> STATED PROBLEM
Output the entries below exactly as written, omitting pictures.

> Stored data

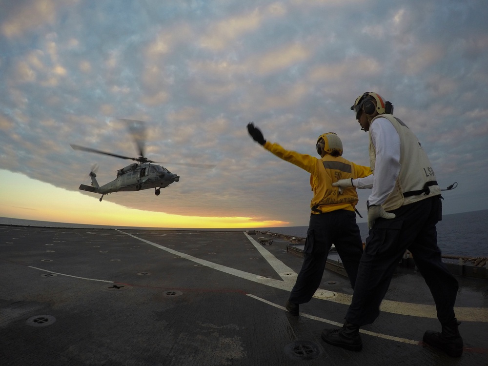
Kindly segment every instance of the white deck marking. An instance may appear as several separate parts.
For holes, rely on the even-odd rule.
[[[241,271],[239,269],[235,269],[229,267],[226,267],[222,264],[212,263],[203,259],[200,259],[193,256],[167,248],[159,244],[156,244],[148,240],[145,240],[131,234],[125,233],[118,229],[117,230],[121,232],[126,234],[135,239],[138,239],[151,245],[156,246],[160,249],[162,249],[163,250],[166,250],[169,253],[179,256],[188,260],[204,264],[214,269],[216,269],[233,276],[236,276],[241,278],[248,280],[249,281],[263,284],[267,286],[270,286],[288,291],[291,291],[291,289],[293,287],[293,285],[295,284],[294,277],[293,278],[285,278],[283,279],[284,281],[279,281],[272,278],[258,279],[259,276],[257,275]],[[251,243],[256,246],[256,248],[259,251],[260,253],[263,255],[263,258],[268,261],[271,266],[278,273],[281,273],[282,272],[295,273],[291,268],[285,265],[283,262],[275,257],[268,250],[266,250],[263,247],[262,245],[258,243],[252,238],[250,238],[247,233],[244,232],[244,234]],[[283,277],[283,276],[281,277]],[[340,292],[333,292],[327,290],[319,288],[315,292],[314,297],[316,299],[326,300],[338,304],[349,305],[351,304],[351,300],[352,298],[352,296]],[[412,315],[412,314],[415,314],[414,316],[416,317],[434,319],[437,317],[435,306],[433,305],[403,303],[399,301],[392,301],[391,300],[383,300],[381,303],[380,308],[382,311],[391,313],[392,314],[399,314],[403,315]],[[454,307],[454,311],[456,312],[456,318],[460,321],[488,322],[488,308],[482,307]]]
[[[285,306],[282,306],[280,305],[274,304],[274,303],[271,303],[270,301],[265,300],[264,299],[262,299],[258,296],[254,296],[254,295],[251,295],[251,294],[247,294],[247,296],[249,297],[252,297],[253,299],[255,299],[257,300],[259,300],[265,304],[267,304],[268,305],[270,305],[272,306],[274,306],[275,307],[277,307],[278,309],[281,309],[282,310],[284,310],[285,311],[287,311],[288,310],[285,307]],[[343,324],[342,323],[337,323],[337,322],[334,322],[332,320],[329,320],[328,319],[325,319],[324,318],[319,318],[318,316],[314,316],[313,315],[309,315],[308,314],[305,314],[304,313],[300,313],[300,316],[303,317],[304,318],[308,318],[309,319],[312,319],[312,320],[316,320],[318,322],[322,322],[322,323],[326,323],[328,324],[331,324],[333,325],[335,325],[336,326],[342,327]],[[373,336],[373,337],[377,337],[380,338],[384,338],[384,339],[388,339],[390,341],[395,341],[395,342],[402,342],[402,343],[407,343],[409,345],[418,345],[420,341],[414,341],[412,339],[407,339],[407,338],[401,338],[399,337],[393,337],[393,336],[388,335],[387,334],[382,334],[381,333],[375,333],[374,332],[371,332],[369,330],[365,330],[364,329],[360,329],[359,331],[361,333],[364,333],[365,334],[367,334],[368,335]]]
[[[72,276],[71,275],[67,275],[65,273],[60,273],[58,272],[53,272],[52,271],[48,271],[47,269],[42,269],[41,268],[38,268],[37,267],[33,267],[32,265],[28,265],[29,268],[34,268],[34,269],[38,269],[40,271],[43,271],[44,272],[47,272],[49,273],[54,273],[54,274],[58,274],[60,276],[65,276],[67,277],[73,277],[74,278],[79,278],[81,280],[88,280],[91,281],[99,281],[100,282],[108,282],[109,284],[115,284],[114,281],[107,281],[106,280],[97,280],[95,278],[87,278],[86,277],[80,277],[78,276]]]
[[[241,271],[239,269],[235,269],[229,267],[226,267],[222,264],[205,261],[203,259],[200,259],[196,257],[186,254],[184,253],[177,251],[173,249],[167,248],[163,245],[156,244],[148,240],[143,239],[139,237],[133,235],[131,234],[122,231],[119,229],[116,229],[118,231],[125,234],[129,236],[132,237],[134,239],[140,240],[147,244],[155,246],[160,249],[165,250],[167,252],[179,256],[182,258],[192,261],[196,263],[203,264],[207,267],[209,267],[214,269],[216,269],[221,272],[223,272],[228,274],[235,276],[240,278],[248,280],[253,282],[256,282],[267,286],[273,287],[285,291],[291,291],[294,285],[294,277],[290,278],[284,277],[281,274],[279,275],[283,279],[283,281],[275,280],[272,278],[263,278],[261,276],[249,273],[249,272]],[[244,233],[246,236],[249,239],[249,241],[258,249],[260,253],[263,255],[263,257],[266,259],[269,263],[270,265],[279,274],[283,272],[293,273],[294,271],[289,267],[285,265],[283,262],[275,257],[270,252],[262,247],[261,244],[259,244],[256,241],[250,238],[247,234]],[[53,272],[46,269],[34,267],[31,265],[27,266],[29,268],[34,268],[40,271],[43,271],[61,276],[65,276],[68,277],[78,278],[81,280],[87,280],[88,281],[99,281],[100,282],[106,282],[110,284],[115,283],[114,281],[109,281],[105,280],[98,280],[94,278],[87,278],[86,277],[81,277],[78,276],[72,276],[71,275],[64,273],[60,273]],[[351,304],[352,295],[347,294],[343,294],[340,292],[333,292],[327,290],[318,289],[314,295],[314,297],[316,299],[331,301],[334,303],[342,304],[346,305],[349,305]],[[272,304],[272,303],[270,303]],[[274,306],[275,305],[273,305]],[[278,306],[278,305],[276,305]],[[284,309],[283,306],[280,306],[280,308]],[[403,303],[399,301],[392,301],[391,300],[383,300],[381,303],[381,310],[382,311],[391,313],[393,314],[398,314],[403,315],[412,315],[415,314],[414,316],[421,317],[423,318],[437,318],[437,311],[435,306],[432,305],[427,305],[424,304],[412,304],[411,303]],[[456,313],[456,317],[458,320],[460,321],[467,322],[483,322],[488,323],[488,308],[483,307],[454,307],[454,311]],[[311,315],[307,316],[307,317],[313,319]],[[331,324],[334,324],[332,321],[327,321],[327,322]],[[366,332],[366,331],[364,331]],[[368,334],[368,333],[366,333]]]
[[[260,254],[263,256],[263,258],[266,260],[268,263],[272,267],[273,269],[280,275],[280,277],[282,278],[283,281],[292,282],[293,284],[295,285],[296,279],[294,276],[290,278],[289,276],[283,275],[283,273],[286,272],[296,275],[297,274],[295,272],[295,271],[273,255],[269,250],[266,250],[264,249],[263,245],[249,236],[247,233],[244,232],[244,235],[249,239],[249,241],[254,245],[254,247],[258,250]],[[293,288],[293,286],[292,286],[292,288]]]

> ANSWER FOR THE TASK
Kindly segment every instance of the white deck marking. An instance may appear as several separate parts.
For holes, rely on the even-odd rule.
[[[241,271],[239,269],[235,269],[229,267],[226,267],[222,264],[212,263],[203,259],[200,259],[193,256],[167,248],[159,244],[156,244],[148,240],[145,240],[131,234],[125,233],[118,229],[117,230],[121,232],[126,234],[135,239],[138,239],[151,245],[156,246],[160,249],[162,249],[163,250],[166,250],[169,253],[179,256],[188,260],[204,264],[214,269],[216,269],[233,276],[236,276],[241,278],[248,280],[249,281],[263,284],[267,286],[270,286],[288,291],[291,291],[291,289],[293,287],[293,285],[295,284],[294,277],[293,278],[285,278],[283,279],[284,281],[279,281],[272,278],[258,279],[259,276],[257,275]],[[251,243],[256,246],[256,248],[259,251],[260,253],[263,255],[263,258],[268,261],[271,266],[278,273],[281,273],[282,272],[295,273],[291,268],[285,265],[283,262],[275,257],[268,250],[266,250],[263,247],[262,245],[258,243],[252,238],[250,238],[247,233],[244,232],[244,234]],[[283,277],[283,276],[281,277]],[[340,292],[333,292],[327,290],[319,288],[315,292],[314,297],[316,299],[326,300],[338,304],[349,305],[351,304],[351,300],[352,298],[352,296]],[[412,315],[412,314],[415,314],[414,316],[416,317],[434,319],[437,317],[435,306],[433,305],[403,303],[399,301],[392,301],[391,300],[383,300],[381,303],[380,308],[382,311],[391,313],[392,314],[399,314],[403,315]],[[454,307],[454,311],[456,312],[456,318],[460,321],[488,322],[488,308],[482,307]]]
[[[285,306],[282,306],[280,305],[274,304],[274,303],[271,303],[270,301],[265,300],[264,299],[262,299],[258,296],[254,296],[254,295],[251,295],[251,294],[247,294],[247,296],[249,297],[252,297],[253,299],[255,299],[257,300],[259,300],[265,304],[267,304],[268,305],[270,305],[272,306],[274,306],[275,307],[277,307],[278,309],[281,309],[282,310],[284,310],[285,311],[287,311],[288,310],[285,307]],[[343,324],[342,323],[337,323],[337,322],[334,322],[332,320],[329,320],[328,319],[325,319],[324,318],[319,318],[318,316],[314,316],[313,315],[309,315],[308,314],[305,314],[304,313],[300,313],[300,316],[303,317],[304,318],[308,318],[309,319],[312,319],[312,320],[316,320],[318,322],[322,322],[322,323],[326,323],[328,324],[331,324],[333,325],[335,325],[336,326],[342,327]],[[373,336],[373,337],[377,337],[380,338],[384,338],[384,339],[388,339],[390,341],[395,341],[395,342],[402,342],[402,343],[407,343],[409,345],[418,345],[420,341],[414,341],[412,339],[407,339],[407,338],[401,338],[399,337],[393,337],[393,336],[388,335],[387,334],[382,334],[381,333],[375,333],[374,332],[371,332],[369,330],[365,330],[364,329],[360,329],[359,331],[361,333],[364,333],[365,334],[367,334],[368,335]]]
[[[72,276],[71,275],[67,275],[65,273],[60,273],[58,272],[53,272],[52,271],[48,271],[47,269],[42,269],[41,268],[38,268],[37,267],[33,267],[32,265],[28,265],[29,268],[34,268],[34,269],[38,269],[40,271],[43,271],[44,272],[47,272],[49,273],[54,273],[54,274],[58,274],[60,276],[65,276],[67,277],[73,277],[74,278],[79,278],[81,280],[88,280],[91,281],[99,281],[100,282],[108,282],[109,284],[115,284],[114,281],[107,281],[106,280],[97,280],[95,278],[87,278],[86,277],[80,277],[78,276]]]
[[[241,271],[239,269],[235,269],[229,267],[226,267],[222,264],[205,261],[203,259],[200,259],[196,257],[186,254],[184,253],[177,251],[173,249],[167,248],[163,245],[156,244],[148,240],[143,239],[139,237],[133,235],[131,234],[122,231],[119,229],[116,229],[118,231],[125,234],[129,236],[132,237],[134,239],[140,240],[147,244],[155,246],[160,249],[165,250],[167,252],[179,256],[182,258],[192,261],[196,263],[203,264],[207,267],[209,267],[214,269],[216,269],[221,272],[223,272],[228,274],[235,276],[240,278],[248,280],[253,282],[256,282],[267,286],[273,287],[285,291],[291,291],[294,285],[294,277],[290,278],[284,277],[281,274],[279,275],[283,279],[283,281],[275,280],[272,278],[263,278],[261,276],[249,273],[249,272]],[[244,233],[246,236],[249,239],[249,241],[258,249],[260,253],[263,255],[263,257],[266,259],[269,263],[270,265],[279,274],[283,272],[293,273],[294,271],[289,267],[285,265],[283,262],[275,257],[270,252],[262,247],[261,244],[259,244],[256,241],[250,238],[247,234]],[[53,272],[46,269],[34,267],[31,265],[27,266],[29,268],[34,268],[40,271],[43,271],[61,276],[65,276],[68,277],[78,278],[81,280],[87,280],[88,281],[99,281],[100,282],[106,282],[110,284],[115,283],[114,281],[109,281],[105,280],[98,280],[94,278],[87,278],[86,277],[81,277],[78,276],[72,276],[71,275],[64,273],[60,273]],[[351,304],[352,295],[347,294],[343,294],[340,292],[333,292],[327,290],[318,289],[314,295],[314,297],[316,299],[331,301],[334,303],[342,304],[346,305],[349,305]],[[272,304],[272,303],[270,303]],[[274,306],[275,305],[273,305]],[[278,306],[278,305],[276,305]],[[284,309],[283,306],[280,306],[280,308]],[[403,303],[399,301],[392,301],[391,300],[383,300],[381,303],[381,310],[382,311],[391,313],[393,314],[398,314],[403,315],[412,315],[415,314],[414,316],[421,317],[423,318],[437,318],[437,311],[435,306],[432,305],[427,305],[424,304],[412,304],[411,303]],[[456,313],[456,317],[458,320],[460,321],[467,322],[483,322],[488,323],[488,308],[483,307],[454,307],[454,311]],[[311,315],[307,316],[307,317],[313,319]],[[331,324],[334,324],[332,321],[327,321],[327,322]],[[366,332],[366,331],[364,331]],[[368,334],[368,333],[366,333]]]
[[[260,254],[263,256],[263,258],[266,260],[268,263],[272,267],[273,269],[280,275],[280,277],[282,278],[283,281],[292,282],[293,284],[295,285],[296,279],[294,276],[290,278],[289,276],[283,275],[283,273],[286,272],[296,275],[297,274],[295,272],[295,271],[273,255],[269,250],[266,250],[264,249],[263,245],[249,236],[247,233],[244,232],[244,235],[249,239],[249,241],[254,245],[254,247],[258,250]],[[293,288],[293,286],[292,286],[292,288]]]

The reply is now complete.